Sección

Si en algo nos parecemos

Por Antonio Tardelli (*)

Algunos de los problemas que enfrenta la democracia, al menos en lo que a la convivencia política respecta, derivan de la incapacidad manifiesta para discutir en términos razonables.

Supuestamente apreciadas por todos, las instancias deliberativas brillan en realidad por su ausencia.

Escasean los debates solventes, brillantes, atractivos, honestos.

Es como si los actores (sobre todo quienes ejercen funciones de gobierno) supieran de antemano que la deliberación implica aceptar algún grado de razón en la posición del otro.

Ello obliga a conceder. A ir por las diagonales. A partir las diferencias.

En ese sentido, una instancia de discusión como la que se ha generado en Paraná, donde las diferentes partes se enfrentan cara a cara para hablar de una obra pública como el ensanche de Bulevar Racedo, merece ser saludada.

Es posible que prestemos atención a esa instancia multisectorial porque pone racionalidad a un conflicto que amenazaba con desmadrarse.

Pero reparamos en ella, sobre todo, porque llega demasiado tarde.

La noticia es el momento en que se produce: cuando las cartas están absolutamente echadas.

El inicio de los trabajos, que por ahora no tocarán los árboles, parece una solución de compromiso que en el plano de la civilización política merece ser saludada.

▶ EJERCICIO PROPUESTO: Prosigue la columna sobre el debate por el ensanche de Bulevar Racedo a partir de su última oración. Los registros no son necesarios para esta labor.

▶ REGISTROS:
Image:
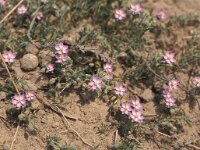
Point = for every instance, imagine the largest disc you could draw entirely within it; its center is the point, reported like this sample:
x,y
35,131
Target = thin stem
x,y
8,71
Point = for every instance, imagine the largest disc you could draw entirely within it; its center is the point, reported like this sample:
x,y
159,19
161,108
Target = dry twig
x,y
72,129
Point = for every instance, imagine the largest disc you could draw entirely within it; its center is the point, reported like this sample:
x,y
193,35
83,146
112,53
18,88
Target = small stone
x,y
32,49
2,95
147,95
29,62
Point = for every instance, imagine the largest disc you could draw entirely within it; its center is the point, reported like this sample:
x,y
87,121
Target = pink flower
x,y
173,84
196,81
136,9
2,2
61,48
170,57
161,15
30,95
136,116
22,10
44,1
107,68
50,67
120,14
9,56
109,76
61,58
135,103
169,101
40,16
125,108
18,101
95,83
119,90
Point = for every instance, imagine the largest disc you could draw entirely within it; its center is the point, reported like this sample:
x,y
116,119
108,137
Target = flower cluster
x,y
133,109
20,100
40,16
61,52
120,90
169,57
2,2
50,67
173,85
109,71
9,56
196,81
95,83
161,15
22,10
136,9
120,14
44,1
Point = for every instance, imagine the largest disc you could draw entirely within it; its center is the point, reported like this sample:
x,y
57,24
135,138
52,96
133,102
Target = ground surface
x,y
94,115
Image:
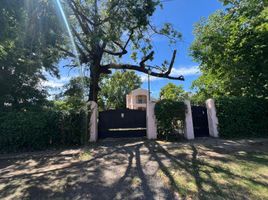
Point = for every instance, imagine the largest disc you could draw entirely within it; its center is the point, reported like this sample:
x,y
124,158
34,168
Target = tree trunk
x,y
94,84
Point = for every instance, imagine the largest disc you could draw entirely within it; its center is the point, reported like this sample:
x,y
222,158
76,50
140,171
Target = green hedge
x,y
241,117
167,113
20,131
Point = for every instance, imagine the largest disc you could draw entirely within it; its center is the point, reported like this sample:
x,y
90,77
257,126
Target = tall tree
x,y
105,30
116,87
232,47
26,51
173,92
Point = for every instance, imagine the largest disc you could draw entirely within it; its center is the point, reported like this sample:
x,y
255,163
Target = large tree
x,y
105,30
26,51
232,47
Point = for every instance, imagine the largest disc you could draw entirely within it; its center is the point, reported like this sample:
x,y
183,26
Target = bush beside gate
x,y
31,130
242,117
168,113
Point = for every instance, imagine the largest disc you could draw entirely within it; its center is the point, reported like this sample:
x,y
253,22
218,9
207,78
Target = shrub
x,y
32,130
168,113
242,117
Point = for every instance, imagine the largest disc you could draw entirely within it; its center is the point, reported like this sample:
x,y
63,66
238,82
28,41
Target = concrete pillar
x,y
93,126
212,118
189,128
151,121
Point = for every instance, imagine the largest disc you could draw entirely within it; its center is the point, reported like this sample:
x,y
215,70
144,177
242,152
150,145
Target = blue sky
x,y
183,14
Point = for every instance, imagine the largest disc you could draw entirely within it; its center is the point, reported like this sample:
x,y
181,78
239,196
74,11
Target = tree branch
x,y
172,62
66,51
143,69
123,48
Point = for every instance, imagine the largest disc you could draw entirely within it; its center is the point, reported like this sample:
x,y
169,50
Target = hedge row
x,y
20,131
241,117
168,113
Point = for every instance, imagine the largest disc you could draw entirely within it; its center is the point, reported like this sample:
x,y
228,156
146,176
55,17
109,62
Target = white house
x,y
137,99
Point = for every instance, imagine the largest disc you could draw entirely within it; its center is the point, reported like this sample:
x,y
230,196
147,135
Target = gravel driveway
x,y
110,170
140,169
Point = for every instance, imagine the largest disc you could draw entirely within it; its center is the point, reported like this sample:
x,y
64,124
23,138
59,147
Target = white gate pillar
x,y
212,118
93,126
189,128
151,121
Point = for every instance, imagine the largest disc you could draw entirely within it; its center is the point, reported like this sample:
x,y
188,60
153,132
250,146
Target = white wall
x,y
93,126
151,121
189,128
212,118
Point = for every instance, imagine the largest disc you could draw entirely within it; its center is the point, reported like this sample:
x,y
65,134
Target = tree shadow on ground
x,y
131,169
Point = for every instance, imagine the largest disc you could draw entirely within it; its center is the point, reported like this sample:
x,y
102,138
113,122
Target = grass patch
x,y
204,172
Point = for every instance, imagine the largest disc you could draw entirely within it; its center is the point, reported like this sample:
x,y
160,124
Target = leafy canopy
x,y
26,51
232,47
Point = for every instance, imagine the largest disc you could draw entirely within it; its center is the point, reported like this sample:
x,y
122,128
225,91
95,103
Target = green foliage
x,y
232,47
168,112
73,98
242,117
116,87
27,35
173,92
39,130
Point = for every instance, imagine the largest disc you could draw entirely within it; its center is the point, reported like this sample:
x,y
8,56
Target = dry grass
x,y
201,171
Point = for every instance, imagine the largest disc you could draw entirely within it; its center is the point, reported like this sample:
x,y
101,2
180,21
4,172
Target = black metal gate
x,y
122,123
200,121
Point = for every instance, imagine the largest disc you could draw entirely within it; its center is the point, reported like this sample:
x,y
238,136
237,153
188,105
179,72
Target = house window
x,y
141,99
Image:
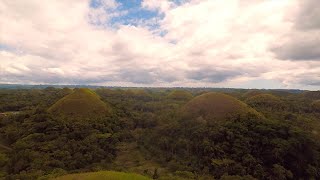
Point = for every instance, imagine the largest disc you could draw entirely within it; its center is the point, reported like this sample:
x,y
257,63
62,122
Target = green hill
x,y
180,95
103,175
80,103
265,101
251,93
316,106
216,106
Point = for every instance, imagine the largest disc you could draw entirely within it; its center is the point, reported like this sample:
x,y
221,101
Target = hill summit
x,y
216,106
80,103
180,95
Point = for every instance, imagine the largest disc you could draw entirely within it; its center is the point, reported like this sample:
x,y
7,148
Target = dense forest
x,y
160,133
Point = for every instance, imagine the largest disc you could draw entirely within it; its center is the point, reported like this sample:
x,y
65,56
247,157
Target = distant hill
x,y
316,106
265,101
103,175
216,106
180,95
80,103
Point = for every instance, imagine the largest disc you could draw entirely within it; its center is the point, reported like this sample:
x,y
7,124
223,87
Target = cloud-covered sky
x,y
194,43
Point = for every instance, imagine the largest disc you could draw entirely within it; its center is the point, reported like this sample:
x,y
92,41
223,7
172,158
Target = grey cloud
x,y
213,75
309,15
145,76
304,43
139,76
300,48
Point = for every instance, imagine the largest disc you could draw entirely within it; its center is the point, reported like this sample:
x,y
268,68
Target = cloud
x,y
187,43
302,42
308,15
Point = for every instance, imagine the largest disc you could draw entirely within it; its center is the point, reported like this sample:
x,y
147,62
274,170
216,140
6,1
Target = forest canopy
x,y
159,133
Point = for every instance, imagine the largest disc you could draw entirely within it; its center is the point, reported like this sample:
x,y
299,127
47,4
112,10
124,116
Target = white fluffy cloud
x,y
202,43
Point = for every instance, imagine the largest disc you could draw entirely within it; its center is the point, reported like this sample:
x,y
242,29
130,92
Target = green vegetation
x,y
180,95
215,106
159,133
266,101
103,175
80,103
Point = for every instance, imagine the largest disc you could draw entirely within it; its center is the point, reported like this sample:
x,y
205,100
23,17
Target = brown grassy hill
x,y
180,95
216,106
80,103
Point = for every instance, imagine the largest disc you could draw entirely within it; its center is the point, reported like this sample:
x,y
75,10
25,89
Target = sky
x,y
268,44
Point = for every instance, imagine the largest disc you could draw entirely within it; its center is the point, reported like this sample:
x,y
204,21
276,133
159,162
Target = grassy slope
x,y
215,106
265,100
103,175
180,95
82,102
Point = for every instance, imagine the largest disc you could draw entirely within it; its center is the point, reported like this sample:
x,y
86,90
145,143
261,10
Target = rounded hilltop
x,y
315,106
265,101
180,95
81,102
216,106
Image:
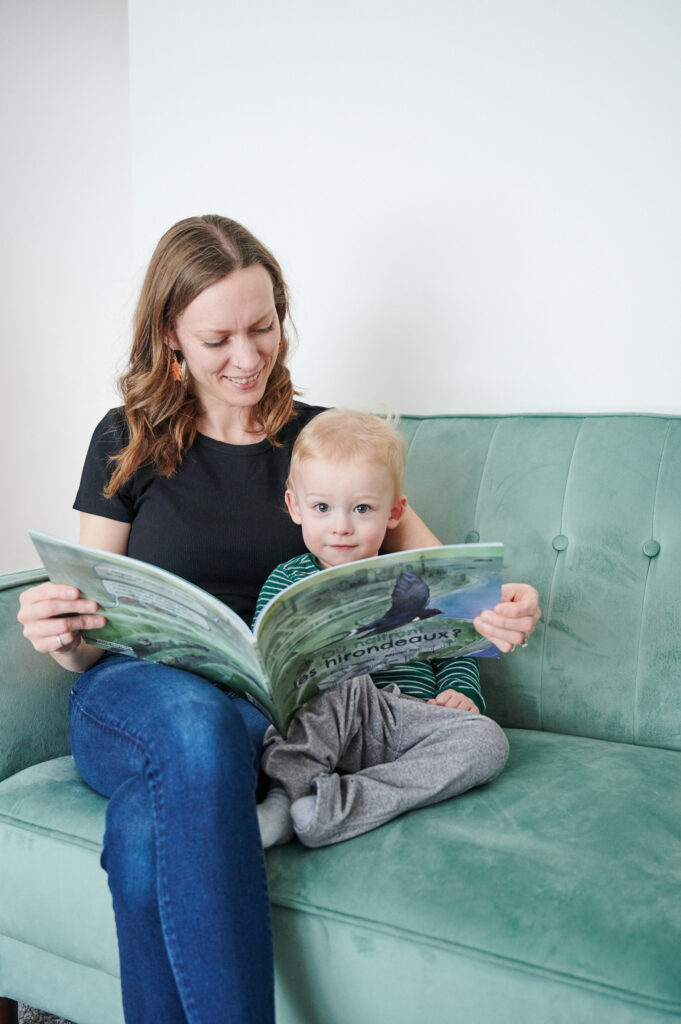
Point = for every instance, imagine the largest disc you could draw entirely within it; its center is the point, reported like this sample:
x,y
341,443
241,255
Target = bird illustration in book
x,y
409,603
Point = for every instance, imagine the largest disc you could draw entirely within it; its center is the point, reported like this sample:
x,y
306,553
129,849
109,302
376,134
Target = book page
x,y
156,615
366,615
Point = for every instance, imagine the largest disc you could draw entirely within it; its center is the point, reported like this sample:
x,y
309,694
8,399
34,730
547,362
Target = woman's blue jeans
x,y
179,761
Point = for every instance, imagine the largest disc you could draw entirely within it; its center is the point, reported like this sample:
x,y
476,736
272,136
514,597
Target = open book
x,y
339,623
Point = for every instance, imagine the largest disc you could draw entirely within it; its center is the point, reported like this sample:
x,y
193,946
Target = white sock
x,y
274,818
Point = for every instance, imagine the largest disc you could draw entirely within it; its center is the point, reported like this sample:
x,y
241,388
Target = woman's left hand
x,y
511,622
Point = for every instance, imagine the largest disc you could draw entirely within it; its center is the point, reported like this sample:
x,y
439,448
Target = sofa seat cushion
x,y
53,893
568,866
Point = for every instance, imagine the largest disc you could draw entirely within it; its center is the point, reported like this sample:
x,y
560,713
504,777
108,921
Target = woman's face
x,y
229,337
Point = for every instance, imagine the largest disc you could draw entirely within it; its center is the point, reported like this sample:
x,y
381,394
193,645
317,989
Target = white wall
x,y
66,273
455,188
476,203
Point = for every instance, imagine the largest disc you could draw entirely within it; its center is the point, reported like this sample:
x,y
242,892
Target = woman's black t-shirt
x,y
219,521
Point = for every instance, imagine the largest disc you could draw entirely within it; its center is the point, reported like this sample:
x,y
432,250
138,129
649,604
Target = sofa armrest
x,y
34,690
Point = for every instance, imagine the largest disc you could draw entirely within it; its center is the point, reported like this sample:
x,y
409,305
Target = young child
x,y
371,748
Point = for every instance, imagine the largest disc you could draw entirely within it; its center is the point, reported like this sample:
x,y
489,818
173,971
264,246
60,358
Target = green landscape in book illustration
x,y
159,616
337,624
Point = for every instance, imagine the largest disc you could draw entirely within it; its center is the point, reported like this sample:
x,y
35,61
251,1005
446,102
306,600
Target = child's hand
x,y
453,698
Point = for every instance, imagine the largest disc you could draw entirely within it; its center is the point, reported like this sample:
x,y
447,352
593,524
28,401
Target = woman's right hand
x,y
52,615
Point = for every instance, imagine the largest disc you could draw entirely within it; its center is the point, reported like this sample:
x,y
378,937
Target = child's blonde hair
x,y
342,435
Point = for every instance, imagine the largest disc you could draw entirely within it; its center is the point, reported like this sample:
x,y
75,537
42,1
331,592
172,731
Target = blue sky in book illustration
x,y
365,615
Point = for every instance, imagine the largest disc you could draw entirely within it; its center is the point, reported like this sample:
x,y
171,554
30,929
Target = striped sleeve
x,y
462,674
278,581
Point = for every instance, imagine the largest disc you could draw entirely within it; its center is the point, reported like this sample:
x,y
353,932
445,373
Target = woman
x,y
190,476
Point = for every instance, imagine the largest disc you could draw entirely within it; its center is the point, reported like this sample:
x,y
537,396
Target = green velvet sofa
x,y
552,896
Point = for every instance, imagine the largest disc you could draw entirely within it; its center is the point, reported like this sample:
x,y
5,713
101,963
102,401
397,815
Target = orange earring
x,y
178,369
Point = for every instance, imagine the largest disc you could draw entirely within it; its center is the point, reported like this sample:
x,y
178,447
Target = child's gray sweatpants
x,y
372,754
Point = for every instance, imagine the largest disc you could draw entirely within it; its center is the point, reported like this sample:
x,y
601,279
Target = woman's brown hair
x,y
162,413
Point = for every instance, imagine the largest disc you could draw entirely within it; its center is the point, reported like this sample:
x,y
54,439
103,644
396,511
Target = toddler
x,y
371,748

▶ RESULTADO DEL EJERCICIO:
Pero que no augura, en modo alguno, que vayamos rumbo a una solución que satisfaga siquiera moderadamente a las partes.

Habrá que ver. Aún así, es mejor que andar resolviendo las cosas a golpes de patota sindical o a bastonazos de uniformados.

No sabemos si el diálogo será conducente pero, en cualquier caso, más vale tarde que nunca.

Da la sensación, de todos modos, de que no sabemos escucharnos recíprocamente ni aceptar los protocolos que exige un tiempo inusual.

Lo vemos en las noticias más grotescas: un alto personaje de la estructura estatal, como el juez del Superior Tribunal de Justicia (STJ), Emilio Castrillón, no puede solucionar un entredicho urbano sin caer en una trifulca que lo tiene, según quien hable, como protagonista o como víctima.

O en las crónicas de los espectáculos deportivos que se desarrollan sin controles ni barbijos ni previsiones.

O en las fiestas multitudinarias y prohibidas que, como en Crespo, se realizan con naturalidad.

O las reuniones danzantes que tienen lugar en un viejo hotel de Paraná.

O –es el colmo– en las fiestitas de cumpleaños que se convocan en un local partidario como el de la UCR de Gualeguay.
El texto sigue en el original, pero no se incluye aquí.